Goal: Treat the line containing "Our annotator flagged the tree" as the first line and the final line of the material below as the last; reproduce that range exactly.

[Begin Listed records]

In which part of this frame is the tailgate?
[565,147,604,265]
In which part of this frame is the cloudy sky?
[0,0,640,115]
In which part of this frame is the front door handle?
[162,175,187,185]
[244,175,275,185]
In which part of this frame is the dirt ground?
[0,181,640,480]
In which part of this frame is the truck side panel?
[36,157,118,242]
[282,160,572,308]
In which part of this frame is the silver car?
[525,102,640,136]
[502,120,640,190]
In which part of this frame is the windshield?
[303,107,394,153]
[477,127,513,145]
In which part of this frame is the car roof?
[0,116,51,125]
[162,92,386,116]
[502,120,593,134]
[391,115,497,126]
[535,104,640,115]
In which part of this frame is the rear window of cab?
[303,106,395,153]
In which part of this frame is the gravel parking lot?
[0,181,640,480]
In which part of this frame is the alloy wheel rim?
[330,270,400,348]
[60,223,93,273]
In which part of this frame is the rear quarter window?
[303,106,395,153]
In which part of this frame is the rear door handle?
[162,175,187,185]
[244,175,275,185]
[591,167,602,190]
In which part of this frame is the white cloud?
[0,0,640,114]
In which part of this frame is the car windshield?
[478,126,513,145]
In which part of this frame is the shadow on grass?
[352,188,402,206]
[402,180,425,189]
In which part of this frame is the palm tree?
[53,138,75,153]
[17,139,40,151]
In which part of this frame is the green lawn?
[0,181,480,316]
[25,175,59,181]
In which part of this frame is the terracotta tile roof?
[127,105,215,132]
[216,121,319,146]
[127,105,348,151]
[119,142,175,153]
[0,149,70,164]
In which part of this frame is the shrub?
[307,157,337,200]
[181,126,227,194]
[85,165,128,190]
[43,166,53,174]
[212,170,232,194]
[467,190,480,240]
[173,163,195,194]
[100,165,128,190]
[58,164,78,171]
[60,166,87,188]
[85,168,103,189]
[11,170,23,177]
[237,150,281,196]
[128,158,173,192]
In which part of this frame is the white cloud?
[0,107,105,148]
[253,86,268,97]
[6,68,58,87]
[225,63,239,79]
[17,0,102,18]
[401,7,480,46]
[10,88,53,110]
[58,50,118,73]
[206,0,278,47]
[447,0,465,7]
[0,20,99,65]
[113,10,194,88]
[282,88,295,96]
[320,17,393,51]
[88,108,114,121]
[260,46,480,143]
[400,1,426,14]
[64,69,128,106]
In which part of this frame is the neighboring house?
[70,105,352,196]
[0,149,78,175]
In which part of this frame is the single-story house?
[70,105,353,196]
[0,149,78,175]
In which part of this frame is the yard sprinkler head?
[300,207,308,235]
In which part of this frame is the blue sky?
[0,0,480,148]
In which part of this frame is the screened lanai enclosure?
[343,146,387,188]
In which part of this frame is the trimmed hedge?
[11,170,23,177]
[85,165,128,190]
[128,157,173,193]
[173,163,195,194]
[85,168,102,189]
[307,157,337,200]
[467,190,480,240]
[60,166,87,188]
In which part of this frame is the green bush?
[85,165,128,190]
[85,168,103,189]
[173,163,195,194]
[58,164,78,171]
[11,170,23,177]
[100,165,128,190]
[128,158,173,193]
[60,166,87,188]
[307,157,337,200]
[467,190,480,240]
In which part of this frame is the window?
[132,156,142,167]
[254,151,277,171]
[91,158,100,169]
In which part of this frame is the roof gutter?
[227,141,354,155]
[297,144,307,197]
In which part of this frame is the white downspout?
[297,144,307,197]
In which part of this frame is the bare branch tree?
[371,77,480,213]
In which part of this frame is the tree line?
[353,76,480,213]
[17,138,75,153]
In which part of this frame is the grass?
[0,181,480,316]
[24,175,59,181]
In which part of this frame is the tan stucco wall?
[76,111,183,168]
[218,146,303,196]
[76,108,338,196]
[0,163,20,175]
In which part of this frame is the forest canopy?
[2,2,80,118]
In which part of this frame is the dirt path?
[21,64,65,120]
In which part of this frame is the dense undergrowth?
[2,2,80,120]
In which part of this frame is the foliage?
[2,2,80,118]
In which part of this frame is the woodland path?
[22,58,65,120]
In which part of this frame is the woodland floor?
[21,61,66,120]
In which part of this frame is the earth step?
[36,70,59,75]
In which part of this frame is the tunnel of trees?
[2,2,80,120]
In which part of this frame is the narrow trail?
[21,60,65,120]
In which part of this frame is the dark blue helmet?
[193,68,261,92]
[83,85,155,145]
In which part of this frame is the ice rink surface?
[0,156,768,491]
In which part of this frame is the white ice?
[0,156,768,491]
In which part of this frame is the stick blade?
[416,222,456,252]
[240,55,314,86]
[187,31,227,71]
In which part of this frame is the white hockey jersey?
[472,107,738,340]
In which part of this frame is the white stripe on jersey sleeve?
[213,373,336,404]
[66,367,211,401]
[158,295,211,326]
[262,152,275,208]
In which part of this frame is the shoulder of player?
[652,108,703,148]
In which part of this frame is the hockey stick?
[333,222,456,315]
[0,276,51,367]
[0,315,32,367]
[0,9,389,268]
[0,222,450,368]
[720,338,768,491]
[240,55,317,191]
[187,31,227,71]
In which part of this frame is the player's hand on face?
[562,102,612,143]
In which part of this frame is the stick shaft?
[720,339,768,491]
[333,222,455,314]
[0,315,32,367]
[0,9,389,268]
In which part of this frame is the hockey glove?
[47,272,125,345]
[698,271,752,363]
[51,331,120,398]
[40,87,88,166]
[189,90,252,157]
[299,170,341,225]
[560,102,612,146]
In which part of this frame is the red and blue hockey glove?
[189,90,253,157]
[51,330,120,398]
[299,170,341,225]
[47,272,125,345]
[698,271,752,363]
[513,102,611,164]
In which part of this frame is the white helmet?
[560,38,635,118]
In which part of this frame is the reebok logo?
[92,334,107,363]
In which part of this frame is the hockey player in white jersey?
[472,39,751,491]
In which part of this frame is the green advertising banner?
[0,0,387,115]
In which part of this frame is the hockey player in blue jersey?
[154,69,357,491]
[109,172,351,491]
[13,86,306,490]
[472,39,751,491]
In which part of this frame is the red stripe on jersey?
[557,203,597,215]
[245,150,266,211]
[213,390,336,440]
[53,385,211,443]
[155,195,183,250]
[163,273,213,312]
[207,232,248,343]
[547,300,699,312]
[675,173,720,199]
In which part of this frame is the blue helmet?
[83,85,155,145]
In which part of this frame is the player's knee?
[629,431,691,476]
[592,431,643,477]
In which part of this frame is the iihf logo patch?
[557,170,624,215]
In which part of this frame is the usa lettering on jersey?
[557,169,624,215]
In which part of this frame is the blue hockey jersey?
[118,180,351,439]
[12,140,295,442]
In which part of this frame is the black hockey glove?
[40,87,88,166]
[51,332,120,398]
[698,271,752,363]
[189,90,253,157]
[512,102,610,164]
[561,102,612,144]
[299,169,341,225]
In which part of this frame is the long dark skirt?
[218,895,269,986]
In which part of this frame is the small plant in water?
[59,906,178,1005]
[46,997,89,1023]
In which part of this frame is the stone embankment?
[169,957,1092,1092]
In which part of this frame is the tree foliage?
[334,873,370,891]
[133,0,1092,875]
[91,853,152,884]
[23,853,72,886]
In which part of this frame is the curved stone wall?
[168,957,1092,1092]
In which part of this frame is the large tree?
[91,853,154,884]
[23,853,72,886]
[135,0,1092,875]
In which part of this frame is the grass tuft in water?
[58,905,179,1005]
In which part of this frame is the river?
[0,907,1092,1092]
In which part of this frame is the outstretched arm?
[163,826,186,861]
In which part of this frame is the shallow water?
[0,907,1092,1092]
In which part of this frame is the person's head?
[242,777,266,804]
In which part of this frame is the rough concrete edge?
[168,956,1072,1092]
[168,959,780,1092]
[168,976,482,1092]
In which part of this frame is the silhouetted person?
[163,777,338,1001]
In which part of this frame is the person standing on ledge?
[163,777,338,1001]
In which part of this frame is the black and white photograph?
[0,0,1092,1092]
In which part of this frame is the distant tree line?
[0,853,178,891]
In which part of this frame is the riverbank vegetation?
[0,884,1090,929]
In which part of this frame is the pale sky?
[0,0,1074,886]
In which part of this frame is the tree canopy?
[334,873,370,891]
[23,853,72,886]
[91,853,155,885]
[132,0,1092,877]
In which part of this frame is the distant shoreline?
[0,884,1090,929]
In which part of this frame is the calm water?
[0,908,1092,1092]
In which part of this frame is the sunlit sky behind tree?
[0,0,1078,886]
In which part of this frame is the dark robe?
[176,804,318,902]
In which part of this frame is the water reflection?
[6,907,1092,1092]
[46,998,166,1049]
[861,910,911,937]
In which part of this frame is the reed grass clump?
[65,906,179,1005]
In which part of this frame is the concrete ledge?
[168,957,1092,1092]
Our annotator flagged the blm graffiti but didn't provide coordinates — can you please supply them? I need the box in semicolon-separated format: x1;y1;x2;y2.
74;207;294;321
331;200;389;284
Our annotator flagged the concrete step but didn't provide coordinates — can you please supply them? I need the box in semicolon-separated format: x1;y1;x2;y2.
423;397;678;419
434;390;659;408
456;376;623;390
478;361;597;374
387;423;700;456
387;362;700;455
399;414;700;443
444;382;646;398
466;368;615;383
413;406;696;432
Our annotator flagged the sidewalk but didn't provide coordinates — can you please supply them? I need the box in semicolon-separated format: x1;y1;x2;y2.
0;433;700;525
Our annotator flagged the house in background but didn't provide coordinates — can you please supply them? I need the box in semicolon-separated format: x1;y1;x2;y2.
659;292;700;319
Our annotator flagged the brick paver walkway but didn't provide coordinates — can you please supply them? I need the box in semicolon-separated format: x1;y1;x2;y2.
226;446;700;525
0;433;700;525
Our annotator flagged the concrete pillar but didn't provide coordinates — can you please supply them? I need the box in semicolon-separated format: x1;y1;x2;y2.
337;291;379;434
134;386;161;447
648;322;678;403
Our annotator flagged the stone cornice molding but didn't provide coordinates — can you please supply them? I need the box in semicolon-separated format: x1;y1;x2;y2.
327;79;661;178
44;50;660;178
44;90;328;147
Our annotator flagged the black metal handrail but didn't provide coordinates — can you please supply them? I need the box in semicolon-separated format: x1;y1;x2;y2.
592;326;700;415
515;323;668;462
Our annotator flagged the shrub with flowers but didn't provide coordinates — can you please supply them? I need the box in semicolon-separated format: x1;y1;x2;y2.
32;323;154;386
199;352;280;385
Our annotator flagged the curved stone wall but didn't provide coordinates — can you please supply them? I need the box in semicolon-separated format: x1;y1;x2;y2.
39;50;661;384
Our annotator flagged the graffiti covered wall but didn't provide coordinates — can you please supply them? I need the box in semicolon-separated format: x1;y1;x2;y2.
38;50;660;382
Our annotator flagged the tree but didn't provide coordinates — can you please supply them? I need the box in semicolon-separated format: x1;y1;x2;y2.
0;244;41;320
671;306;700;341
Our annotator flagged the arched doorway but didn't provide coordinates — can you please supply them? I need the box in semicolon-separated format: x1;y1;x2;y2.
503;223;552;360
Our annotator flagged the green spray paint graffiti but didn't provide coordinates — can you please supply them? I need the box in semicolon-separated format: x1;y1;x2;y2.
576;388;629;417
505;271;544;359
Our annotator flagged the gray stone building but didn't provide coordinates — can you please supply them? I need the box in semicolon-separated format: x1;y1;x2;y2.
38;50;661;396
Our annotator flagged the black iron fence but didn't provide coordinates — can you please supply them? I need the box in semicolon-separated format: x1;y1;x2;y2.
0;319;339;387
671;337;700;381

[End Listed records]

Answer to the exercise:
Our annotator flagged the tree but didn't provide coordinates — can you please supply them? I need the box in semicolon-separated format: x1;y1;x2;y2.
0;244;41;320
671;306;700;341
Our annotator flagged the arched doorway but didn't provide coordinates — can you please supply them? I need the box in semicolon-separated format: x1;y1;x2;y2.
503;223;552;360
Our annotator flagged the green spray paint graffiti but didn't provide coordinates — can you please supply them? I need the box in semicolon-separated format: x1;y1;x2;y2.
576;388;629;417
505;271;544;359
Our annotator flagged the gray stone building but didn't provide coordinates — can you please supply them? I need the box in semicolon-separated format: x1;y1;x2;y2.
38;50;661;396
Our annotator flagged the black iron fence but didn't provide coordinates — can you please supply them? I need the box in semicolon-separated format: x1;y1;x2;y2.
0;319;339;387
671;337;700;381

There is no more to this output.